**PROBLEM TO WORK ON:** Print the data below word for word, leaving out the pictures.

**SUPPLIED INFORMATION:**
[START]
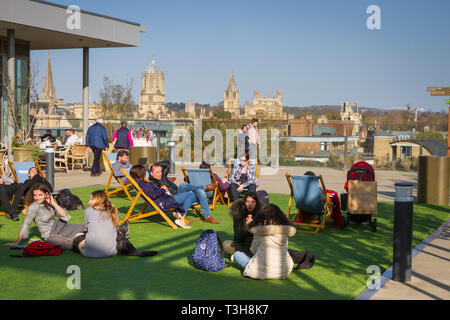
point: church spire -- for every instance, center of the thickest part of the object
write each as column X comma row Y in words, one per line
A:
column 231, row 83
column 48, row 91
[END]
**EXERCISE RESPONSE:**
point: church spire -- for every instance, center of the thickest part of the object
write each as column X comma row Y in words, one per line
A:
column 231, row 83
column 48, row 91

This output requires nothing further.